### Entries supplied

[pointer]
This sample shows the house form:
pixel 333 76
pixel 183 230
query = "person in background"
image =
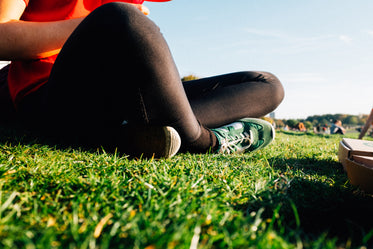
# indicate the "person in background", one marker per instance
pixel 336 128
pixel 99 72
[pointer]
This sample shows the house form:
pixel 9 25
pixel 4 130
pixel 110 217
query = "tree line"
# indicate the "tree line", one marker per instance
pixel 324 120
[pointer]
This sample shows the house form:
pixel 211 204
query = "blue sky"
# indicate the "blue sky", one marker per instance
pixel 322 51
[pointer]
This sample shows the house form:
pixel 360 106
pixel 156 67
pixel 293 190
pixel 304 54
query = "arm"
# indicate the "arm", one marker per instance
pixel 21 40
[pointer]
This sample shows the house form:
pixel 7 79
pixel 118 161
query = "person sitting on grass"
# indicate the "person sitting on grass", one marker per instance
pixel 100 73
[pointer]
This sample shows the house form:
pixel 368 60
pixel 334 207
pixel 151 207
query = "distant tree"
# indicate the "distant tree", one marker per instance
pixel 189 77
pixel 351 120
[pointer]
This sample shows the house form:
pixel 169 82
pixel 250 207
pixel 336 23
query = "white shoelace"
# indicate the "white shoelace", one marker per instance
pixel 229 144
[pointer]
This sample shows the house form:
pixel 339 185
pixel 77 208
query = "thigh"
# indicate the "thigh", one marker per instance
pixel 116 66
pixel 223 99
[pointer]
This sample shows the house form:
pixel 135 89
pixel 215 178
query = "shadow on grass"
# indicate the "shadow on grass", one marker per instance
pixel 330 206
pixel 13 133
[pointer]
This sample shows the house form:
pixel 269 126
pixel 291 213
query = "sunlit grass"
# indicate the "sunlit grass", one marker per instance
pixel 292 194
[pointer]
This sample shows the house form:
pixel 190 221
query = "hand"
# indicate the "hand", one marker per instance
pixel 142 8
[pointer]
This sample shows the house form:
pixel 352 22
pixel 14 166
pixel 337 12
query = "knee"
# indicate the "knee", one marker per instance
pixel 276 88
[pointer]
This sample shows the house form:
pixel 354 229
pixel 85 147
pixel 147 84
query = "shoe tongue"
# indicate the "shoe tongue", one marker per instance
pixel 236 125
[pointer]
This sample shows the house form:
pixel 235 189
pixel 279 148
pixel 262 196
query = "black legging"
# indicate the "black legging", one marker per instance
pixel 117 66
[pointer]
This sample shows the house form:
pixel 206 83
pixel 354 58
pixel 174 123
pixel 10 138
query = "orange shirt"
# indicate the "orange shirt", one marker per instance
pixel 27 76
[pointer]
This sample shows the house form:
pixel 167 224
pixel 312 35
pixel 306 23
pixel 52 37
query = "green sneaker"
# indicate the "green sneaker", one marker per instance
pixel 151 141
pixel 246 134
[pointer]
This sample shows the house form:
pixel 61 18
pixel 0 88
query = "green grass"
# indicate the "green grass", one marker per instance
pixel 292 194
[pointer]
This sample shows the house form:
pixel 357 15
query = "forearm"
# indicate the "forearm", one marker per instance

### Exercise objective
Lines from the start of the listing above through the line holding "pixel 110 217" are to be duplicated exactly, and nothing more; leave out the pictures.

### Result of this task
[pointer]
This sample shows the house form:
pixel 333 76
pixel 183 230
query = "person in background"
image =
# indicate the "person in background", one marker per instance
pixel 336 128
pixel 99 72
[pointer]
This sample shows the house form:
pixel 9 25
pixel 4 130
pixel 110 217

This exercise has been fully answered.